§ **Problem statement**
Can you write out each of the rows below word for word, without changing anything?

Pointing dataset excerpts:
* * * *

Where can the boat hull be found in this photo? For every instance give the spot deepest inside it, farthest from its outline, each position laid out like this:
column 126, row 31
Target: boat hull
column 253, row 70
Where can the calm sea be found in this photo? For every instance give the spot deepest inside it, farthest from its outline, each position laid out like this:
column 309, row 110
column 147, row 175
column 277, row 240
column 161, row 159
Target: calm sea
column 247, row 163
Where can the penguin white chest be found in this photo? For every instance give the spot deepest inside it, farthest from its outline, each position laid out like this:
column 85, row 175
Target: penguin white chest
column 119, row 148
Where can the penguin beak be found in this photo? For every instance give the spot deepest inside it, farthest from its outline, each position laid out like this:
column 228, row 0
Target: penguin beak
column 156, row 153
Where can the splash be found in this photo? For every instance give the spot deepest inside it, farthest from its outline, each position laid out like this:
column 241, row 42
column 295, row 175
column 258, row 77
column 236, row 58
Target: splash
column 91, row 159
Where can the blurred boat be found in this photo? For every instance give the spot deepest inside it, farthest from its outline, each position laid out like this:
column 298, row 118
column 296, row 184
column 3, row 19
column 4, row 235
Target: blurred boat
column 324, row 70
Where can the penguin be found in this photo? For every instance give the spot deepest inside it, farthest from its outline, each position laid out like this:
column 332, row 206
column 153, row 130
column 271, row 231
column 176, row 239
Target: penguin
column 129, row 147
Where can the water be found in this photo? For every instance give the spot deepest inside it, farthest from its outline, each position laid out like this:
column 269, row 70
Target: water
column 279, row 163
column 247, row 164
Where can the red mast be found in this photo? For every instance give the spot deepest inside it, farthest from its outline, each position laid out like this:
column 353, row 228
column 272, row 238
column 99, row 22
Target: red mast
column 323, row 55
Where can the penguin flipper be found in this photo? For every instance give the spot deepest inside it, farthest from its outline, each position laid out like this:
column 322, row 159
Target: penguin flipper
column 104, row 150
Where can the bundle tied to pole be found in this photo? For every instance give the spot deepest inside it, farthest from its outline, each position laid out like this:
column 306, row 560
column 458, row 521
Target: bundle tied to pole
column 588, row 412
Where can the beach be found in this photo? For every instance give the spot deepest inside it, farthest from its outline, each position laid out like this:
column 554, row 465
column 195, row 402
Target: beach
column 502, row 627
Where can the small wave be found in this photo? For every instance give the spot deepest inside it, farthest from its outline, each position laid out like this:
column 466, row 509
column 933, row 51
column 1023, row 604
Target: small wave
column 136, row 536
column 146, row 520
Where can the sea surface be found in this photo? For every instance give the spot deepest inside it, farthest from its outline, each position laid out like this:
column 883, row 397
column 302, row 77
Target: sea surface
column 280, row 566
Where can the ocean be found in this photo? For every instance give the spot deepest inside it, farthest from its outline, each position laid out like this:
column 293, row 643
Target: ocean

* * * *

§ **Result**
Where can the boat hull be found in this photo? For every instance give the spot deepest inside it, farthest from its outline, each position laid out like this:
column 126, row 31
Target: boat hull
column 253, row 70
Where can the calm sea be found in this photo? For every instance give the spot deepest inside it, farthest from its outline, each position laid out like this:
column 309, row 110
column 147, row 175
column 277, row 240
column 161, row 159
Target: calm sea
column 247, row 163
Where can the penguin white chest be found in this photo? For every instance give the spot deepest inside it, farthest from its outline, each position laid out like this:
column 85, row 175
Target: penguin white chest
column 119, row 148
Where can the penguin beak be found in this photo? For every instance give the spot deepest inside it, farthest from its outline, each position laid out like this:
column 228, row 0
Target: penguin beak
column 156, row 153
Where can the splash be found in this photo? For every instance give the spot deepest inside it, farthest from its outline, each position laid out like this:
column 241, row 42
column 295, row 175
column 258, row 77
column 236, row 58
Target: splash
column 91, row 159
Where can the blurred boat be found in this photo? For every instance give the spot deepest inside it, farthest from its outline, each position laid out like this:
column 298, row 118
column 296, row 184
column 3, row 19
column 4, row 235
Target: blurred boat
column 324, row 70
Where can the penguin be found in this photo? For every instance give the spot deepest inside it, farthest from its outline, each position laid out like this:
column 332, row 206
column 153, row 130
column 271, row 231
column 176, row 239
Target: penguin
column 129, row 147
Where can the water be found in this photo? For every instance give the spot deepest inside it, farthest from its outline, each position laid out like this:
column 269, row 70
Target: water
column 279, row 163
column 247, row 164
Where can the red mast be found in this photo? For every instance give the spot deepest inside it, farthest from its outline, each position laid out like this:
column 353, row 228
column 272, row 238
column 99, row 22
Target: red mast
column 323, row 55
Where can the penguin flipper be found in this photo? For every instance give the spot deepest inside it, farthest from its outline, each position laid out like this:
column 322, row 159
Target: penguin flipper
column 104, row 150
Where can the bundle tied to pole be found in this photo? For every instance give the spot deepest inside it, farthest from its outline, each position laid out like this:
column 306, row 560
column 458, row 521
Target: bundle tied to pole
column 588, row 412
Where can the beach be found in this photo? For every instance give the spot deepest inside it, farthest from its outline, each position laid out like this:
column 554, row 465
column 195, row 402
Target: beach
column 502, row 627
Where can the small wave be found in this photo? For every instance give the spot deepest inside it, farthest from its outline, each position laid out like this:
column 466, row 509
column 933, row 51
column 1023, row 604
Target: small wave
column 136, row 536
column 146, row 520
Where can the sea surface be found in this photo? For every instance give the spot deepest inside it, farthest from its outline, each position laid out like this:
column 883, row 397
column 302, row 77
Target: sea surface
column 280, row 566
Where can the ocean be found in this photo? For every instance give the spot deepest inside it, farthest from its outline, each position laid out like this:
column 293, row 643
Target: ocean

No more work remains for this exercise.